** Start Source excerpt **
Strathglass is a strath or wide and shallow valley in the Northwest Highlands of Scotland down which runs the meandering  River Glass from the point at which it starts at the confluence of the River Affric and Abhainn Deabhag to the point where, on joining with the River Farrar at Struy, the combined waters become the River Beauly.

The A831 road runs southwest from the vicinity of Erchless Castle up the length of Strathglass and serves the village of Cannich which is the largest settlement within the valley. The road then runs east from here via Glen Urquhart to Drumnadrochit beside Loch Ness. A minor road continues southwest up the valley from Cannich towards Glen Affric. Strathglass was also followed by a line of electricity pylons but that has been replaced by a line of new pylons across Eskdale Moor to the east of the strath. Both flanks of the valley are heavily wooded; on the higher ground to the northwest, beyond the forests are the moors of Struy Forest and Balmore Forest.
** End Source excerpt **
** Start Listed entries **
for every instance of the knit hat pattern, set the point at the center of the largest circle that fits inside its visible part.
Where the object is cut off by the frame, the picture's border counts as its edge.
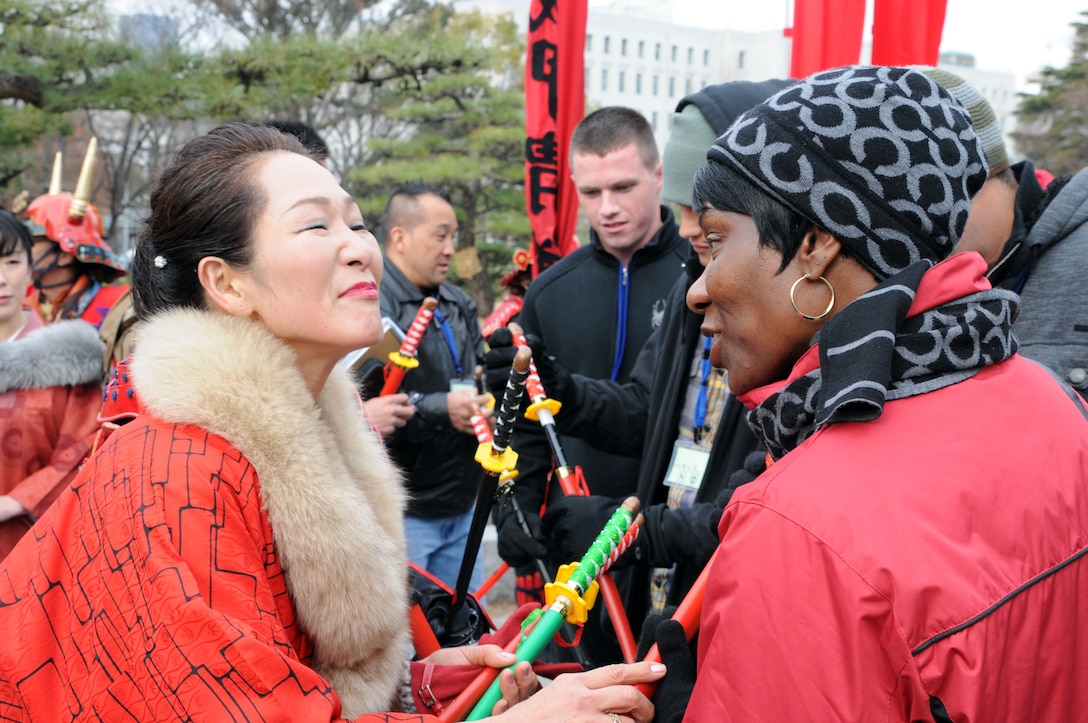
(882, 158)
(697, 122)
(981, 115)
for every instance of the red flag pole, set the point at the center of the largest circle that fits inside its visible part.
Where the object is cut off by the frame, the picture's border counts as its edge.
(907, 32)
(555, 103)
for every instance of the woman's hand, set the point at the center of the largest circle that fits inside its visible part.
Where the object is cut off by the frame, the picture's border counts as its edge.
(388, 412)
(516, 685)
(603, 695)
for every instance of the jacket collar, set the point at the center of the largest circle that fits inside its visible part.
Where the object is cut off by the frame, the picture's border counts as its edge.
(316, 460)
(59, 354)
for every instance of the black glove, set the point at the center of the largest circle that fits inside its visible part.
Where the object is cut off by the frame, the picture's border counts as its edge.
** End Listed entries **
■ Parts of the exercise:
(a) From the Strathglass text, give again the passage starting with "The A831 road" and going on through "and Balmore Forest.".
(b) Answer these questions from the Strathglass text:
(i) At the confluence of which two waters does the River Glass start?
(ii) Which village is the largest settlement in the valley?
(iii) Which moors lie on the higher ground to the northwest, beyond the forests?

■ The answers:
(a)
The A831 road runs southwest from the vicinity of Erchless Castle up the length of Strathglass and serves the village of Cannich which is the largest settlement within the valley. The road then runs east from here via Glen Urquhart to Drumnadrochit beside Loch Ness. A minor road continues southwest up the valley from Cannich towards Glen Affric. Strathglass was also followed by a line of electricity pylons but that has been replaced by a line of new pylons across Eskdale Moor to the east of the strath. Both flanks of the valley are heavily wooded; on the higher ground to the northwest, beyond the forests are the moors of Struy Forest and Balmore Forest.

(b)
(i) The River Affric and Abhainn Deabhag
(ii) Cannich
(iii) Struy Forest and Balmore Forest